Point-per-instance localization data

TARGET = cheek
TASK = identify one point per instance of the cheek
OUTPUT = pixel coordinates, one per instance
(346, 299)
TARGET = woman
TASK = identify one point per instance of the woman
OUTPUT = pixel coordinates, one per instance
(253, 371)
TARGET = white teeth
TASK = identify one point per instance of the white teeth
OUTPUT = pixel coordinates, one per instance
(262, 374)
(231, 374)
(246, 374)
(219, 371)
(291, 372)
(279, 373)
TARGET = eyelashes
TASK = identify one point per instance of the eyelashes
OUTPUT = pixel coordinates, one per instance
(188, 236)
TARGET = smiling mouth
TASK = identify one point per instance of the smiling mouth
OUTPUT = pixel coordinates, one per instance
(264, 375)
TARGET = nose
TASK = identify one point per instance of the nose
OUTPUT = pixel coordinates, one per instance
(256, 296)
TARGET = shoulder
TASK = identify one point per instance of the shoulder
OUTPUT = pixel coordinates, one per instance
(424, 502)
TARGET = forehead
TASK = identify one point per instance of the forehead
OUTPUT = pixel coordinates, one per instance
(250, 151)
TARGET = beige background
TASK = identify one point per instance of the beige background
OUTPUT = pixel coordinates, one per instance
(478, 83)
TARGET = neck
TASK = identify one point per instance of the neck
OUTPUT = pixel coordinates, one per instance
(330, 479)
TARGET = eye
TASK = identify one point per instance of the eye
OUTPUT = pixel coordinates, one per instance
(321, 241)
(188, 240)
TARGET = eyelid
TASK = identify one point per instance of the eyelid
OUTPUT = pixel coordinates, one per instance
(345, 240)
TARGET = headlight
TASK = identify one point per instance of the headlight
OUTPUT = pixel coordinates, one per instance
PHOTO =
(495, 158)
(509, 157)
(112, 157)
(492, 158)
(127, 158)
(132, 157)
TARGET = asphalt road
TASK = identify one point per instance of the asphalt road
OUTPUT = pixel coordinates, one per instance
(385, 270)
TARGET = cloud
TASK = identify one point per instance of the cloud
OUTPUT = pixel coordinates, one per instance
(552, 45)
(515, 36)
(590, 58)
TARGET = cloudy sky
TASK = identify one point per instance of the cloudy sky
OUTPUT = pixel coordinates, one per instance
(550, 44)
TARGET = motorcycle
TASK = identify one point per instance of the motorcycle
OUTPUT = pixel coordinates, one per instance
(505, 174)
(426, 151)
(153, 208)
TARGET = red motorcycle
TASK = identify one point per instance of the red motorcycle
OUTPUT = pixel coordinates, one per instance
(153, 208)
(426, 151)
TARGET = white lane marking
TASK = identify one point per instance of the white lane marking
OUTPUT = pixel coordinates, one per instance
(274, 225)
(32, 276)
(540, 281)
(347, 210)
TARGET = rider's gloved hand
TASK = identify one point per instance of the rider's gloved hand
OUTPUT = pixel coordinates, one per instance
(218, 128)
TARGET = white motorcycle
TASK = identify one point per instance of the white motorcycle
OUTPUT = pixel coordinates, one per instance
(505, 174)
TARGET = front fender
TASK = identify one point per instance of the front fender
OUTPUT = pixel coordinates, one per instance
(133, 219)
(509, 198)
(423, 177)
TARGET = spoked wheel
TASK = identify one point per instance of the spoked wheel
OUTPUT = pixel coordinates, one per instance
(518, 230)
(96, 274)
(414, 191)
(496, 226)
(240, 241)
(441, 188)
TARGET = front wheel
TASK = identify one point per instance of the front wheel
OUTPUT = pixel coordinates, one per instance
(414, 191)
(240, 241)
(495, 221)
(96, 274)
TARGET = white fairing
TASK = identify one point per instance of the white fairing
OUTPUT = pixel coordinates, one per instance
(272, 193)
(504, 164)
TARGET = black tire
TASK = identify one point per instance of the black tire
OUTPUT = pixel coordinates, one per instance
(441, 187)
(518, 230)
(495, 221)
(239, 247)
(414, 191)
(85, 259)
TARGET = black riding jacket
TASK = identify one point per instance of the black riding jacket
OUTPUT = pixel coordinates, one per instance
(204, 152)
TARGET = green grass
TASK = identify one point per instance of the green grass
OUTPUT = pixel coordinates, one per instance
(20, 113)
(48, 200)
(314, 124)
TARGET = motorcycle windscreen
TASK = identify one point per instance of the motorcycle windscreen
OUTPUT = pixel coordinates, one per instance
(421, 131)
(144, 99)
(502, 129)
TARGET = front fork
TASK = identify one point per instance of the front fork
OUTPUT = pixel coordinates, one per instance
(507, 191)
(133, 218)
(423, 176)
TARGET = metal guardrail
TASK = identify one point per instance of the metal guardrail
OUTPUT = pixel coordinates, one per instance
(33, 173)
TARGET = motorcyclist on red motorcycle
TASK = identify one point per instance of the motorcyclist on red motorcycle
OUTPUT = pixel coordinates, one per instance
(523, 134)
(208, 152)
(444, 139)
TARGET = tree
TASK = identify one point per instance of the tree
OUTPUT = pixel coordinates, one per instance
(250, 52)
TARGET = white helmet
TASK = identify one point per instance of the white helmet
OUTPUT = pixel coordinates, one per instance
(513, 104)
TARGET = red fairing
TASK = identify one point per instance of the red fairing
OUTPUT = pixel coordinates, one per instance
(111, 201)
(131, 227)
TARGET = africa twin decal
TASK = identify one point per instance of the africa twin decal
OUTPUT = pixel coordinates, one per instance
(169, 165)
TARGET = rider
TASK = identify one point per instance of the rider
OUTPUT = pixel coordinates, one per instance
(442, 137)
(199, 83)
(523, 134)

[Problem]:
Scan the data above for the word "windscreen", then copy every line that holds it.

[Response below]:
TARGET = motorcycle windscreen
TASK = identify one point per instance of the motorcycle windscreen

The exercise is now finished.